==== ENTRIES PROVIDED ====
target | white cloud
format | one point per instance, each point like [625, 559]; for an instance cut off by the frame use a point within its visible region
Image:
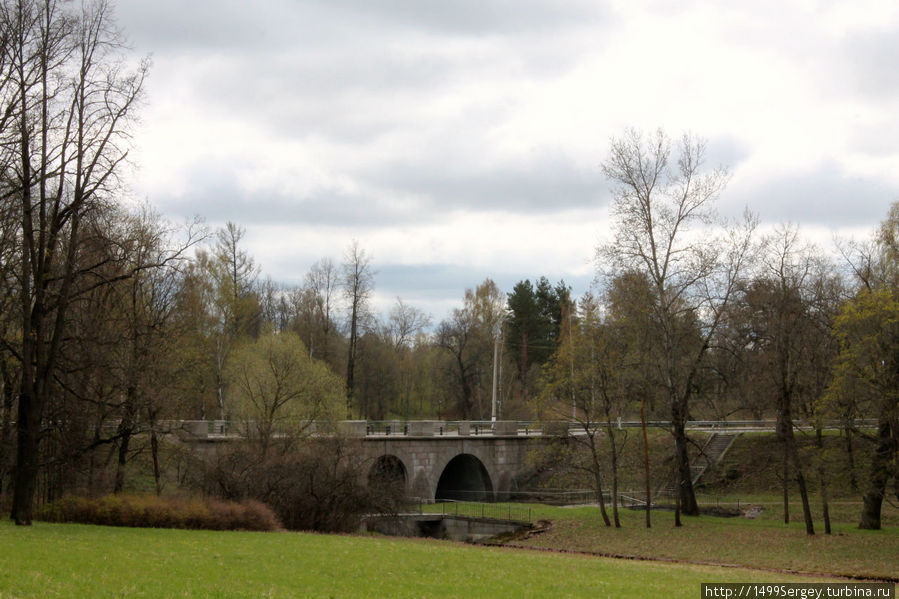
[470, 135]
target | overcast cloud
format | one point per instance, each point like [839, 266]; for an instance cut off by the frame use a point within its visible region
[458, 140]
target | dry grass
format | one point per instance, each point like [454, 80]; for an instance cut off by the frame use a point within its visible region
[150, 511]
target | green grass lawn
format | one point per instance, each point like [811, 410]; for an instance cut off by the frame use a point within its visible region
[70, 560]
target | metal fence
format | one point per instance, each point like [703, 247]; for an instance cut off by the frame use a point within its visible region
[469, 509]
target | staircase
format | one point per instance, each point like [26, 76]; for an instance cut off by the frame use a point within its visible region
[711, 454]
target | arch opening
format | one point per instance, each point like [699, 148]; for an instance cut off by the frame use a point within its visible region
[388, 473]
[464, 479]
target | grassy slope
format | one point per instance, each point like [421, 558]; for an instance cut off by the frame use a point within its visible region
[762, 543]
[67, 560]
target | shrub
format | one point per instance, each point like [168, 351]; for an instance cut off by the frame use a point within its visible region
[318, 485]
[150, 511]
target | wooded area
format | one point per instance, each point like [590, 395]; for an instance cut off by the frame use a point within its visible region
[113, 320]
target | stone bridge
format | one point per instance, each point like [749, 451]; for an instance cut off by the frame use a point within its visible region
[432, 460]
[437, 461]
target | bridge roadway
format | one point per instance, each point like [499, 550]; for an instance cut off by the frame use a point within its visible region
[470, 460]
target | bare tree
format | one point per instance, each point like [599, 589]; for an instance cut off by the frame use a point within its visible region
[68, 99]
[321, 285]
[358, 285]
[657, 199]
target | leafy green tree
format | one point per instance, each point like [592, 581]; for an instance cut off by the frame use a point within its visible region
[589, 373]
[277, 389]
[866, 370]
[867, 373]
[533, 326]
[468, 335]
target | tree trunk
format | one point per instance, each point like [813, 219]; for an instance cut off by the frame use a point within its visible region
====
### [REQUIRED WORK]
Leave out the pictures and restate, word for word, the lines from the top of the data through the line containing "target | staircase", both included.

### [ANSWER SECTION]
target | white cloud
format | one point per instance, each point like [625, 559]; for an instance cut off by the frame use a point within its visible region
Image:
[470, 135]
target | overcast cloud
format | one point per instance, each point like [839, 266]; for an instance cut off by the frame use a point within its visible region
[458, 140]
target | dry grass
format | one point per instance, each point like [454, 80]; for an instance cut off by the frame use a point within its visible region
[150, 511]
target | green grass lawn
format | one point per instance, each point like [811, 410]; for an instance cut off by the frame use a point within its visible region
[70, 560]
target | metal fence
format | one point per instance, each point like [703, 247]; for an instance cut off by the frame use a point within its visible region
[469, 509]
target | staircase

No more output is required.